→ **GIVEN PASSAGE**

Cats2D Multiphysics > Overview > Control file

## Cats2D control file format

Cats2D requires a text input file named <jobtitle>ctrl.txt (default is flowctrl.txt) to define a physical problem to be solved. Simple commands are written to select a coordinate system, to define governing equations for each material, to apply boundary conditions to boundaries, and to define flags that control various aspects of code behavior. Commands and comments can be given in any order, and are written in a syntax that is easy to understand. The lid-driven cavity, for example, requires only two commands:

flow(on) bc(u-dirichlet(3,(3,0,0,0),(1,1.0)))

Here is a more complicated example, the EFG (edge-defined film-fed growth) problem:

geometry(axisymmetric)

reference-frame(translational,2)

multiphase(3)

material(1,3,3,4,5,liquid)

material(2,2,1,2,solid)

material(3,1,6,graphite)

% %%%%%%%%%% ENERGY %%%%%%%%%%%

energy(on)

% growth interface

bc(latent-heat(1,(0)))

% die bottom and inlet temperature

bc(t-dirichlet(9,(3,1,1,0)))

→ **PROVIDED DATA**

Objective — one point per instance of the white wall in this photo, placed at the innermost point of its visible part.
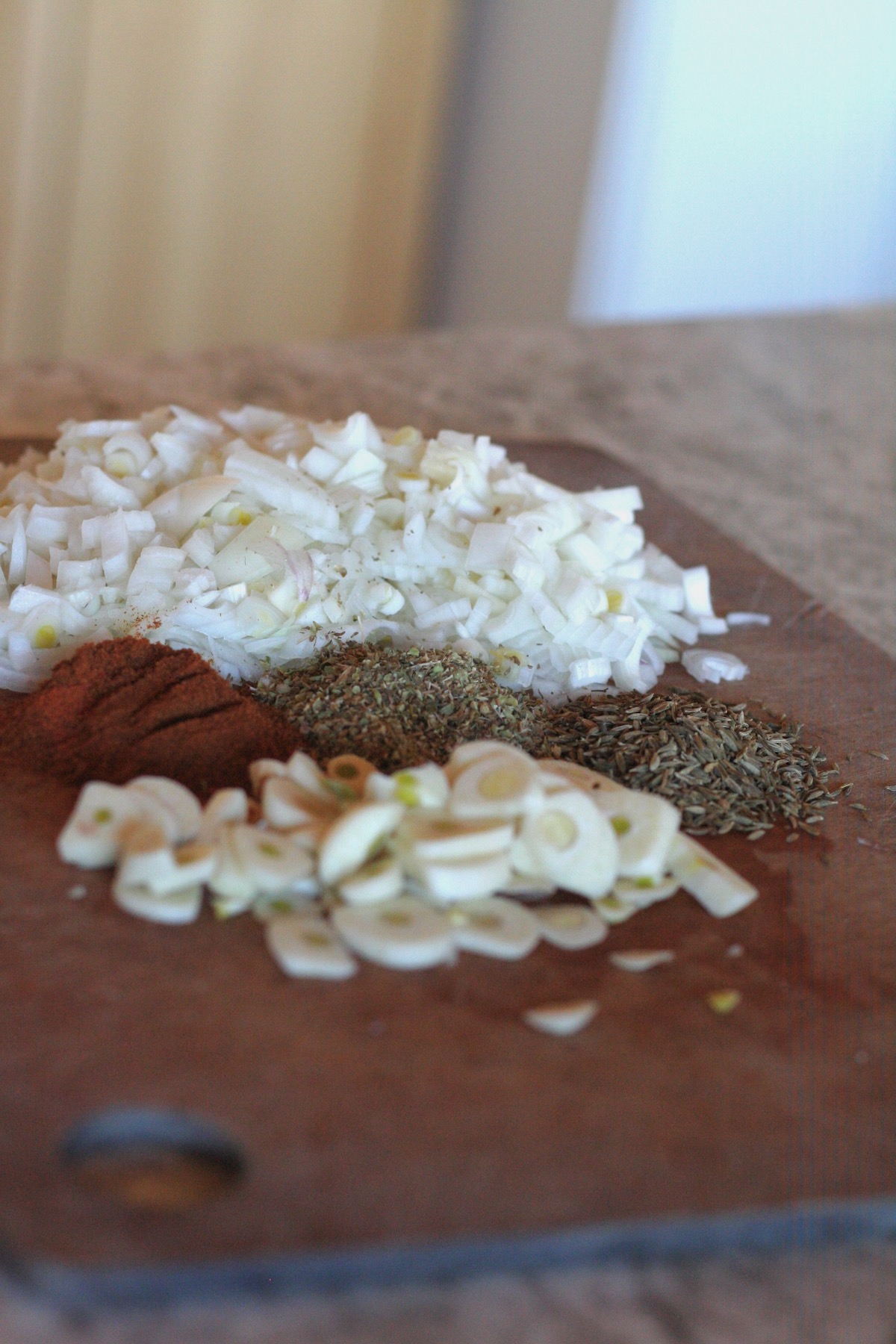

→ **OBJECTIVE**
According to the Cats2D control file page, what is the default name of the text input file? The listing above is separate material, unrelated to the Cats2D control file page.

→ **ANSWER TO THIS PROBLEM**
The default name is flowctrl.txt.